Job >>
Type out the records that follow, exactly as given.
## start Available records
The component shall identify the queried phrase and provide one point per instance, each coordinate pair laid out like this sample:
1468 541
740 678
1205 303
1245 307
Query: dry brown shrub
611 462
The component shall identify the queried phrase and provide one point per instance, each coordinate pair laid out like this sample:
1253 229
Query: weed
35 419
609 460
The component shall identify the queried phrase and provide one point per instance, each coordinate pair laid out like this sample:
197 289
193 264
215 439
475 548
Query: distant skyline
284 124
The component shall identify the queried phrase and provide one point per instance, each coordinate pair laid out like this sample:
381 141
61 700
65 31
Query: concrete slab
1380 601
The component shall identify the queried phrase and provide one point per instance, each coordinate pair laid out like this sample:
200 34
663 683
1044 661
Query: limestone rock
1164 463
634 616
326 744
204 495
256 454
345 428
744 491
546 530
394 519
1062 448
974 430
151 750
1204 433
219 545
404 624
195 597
## end Available records
Solution below >>
The component shall identify the queried phrase and provide one point per instance, each coordinate pair laid out like this sample:
1468 541
740 678
1205 303
1245 307
Query: dry brown shrub
611 462
The component shall identify the queried phrase and provide one point per instance, each coordinate pair laid out like this sample:
1253 229
Query: weed
35 419
609 460
The component shall identify the queried phrase and provide one point per instance, each coordinate pair laid out like this sample:
197 289
193 264
215 439
475 548
Query: distant skyline
284 124
The component shall identify the queried phrase and provide one point per instance, each coordinate pair laid out like this sample:
381 141
61 700
65 31
Query: concrete slab
1380 601
The component shall identify the queried phrase and provide one point per instance, each coordinate pair laid out like this sample:
200 34
663 683
1044 661
Query: limestone rock
1164 463
634 616
326 744
204 495
256 454
345 428
744 491
546 530
394 519
1062 448
974 430
151 750
1204 433
219 545
404 624
195 597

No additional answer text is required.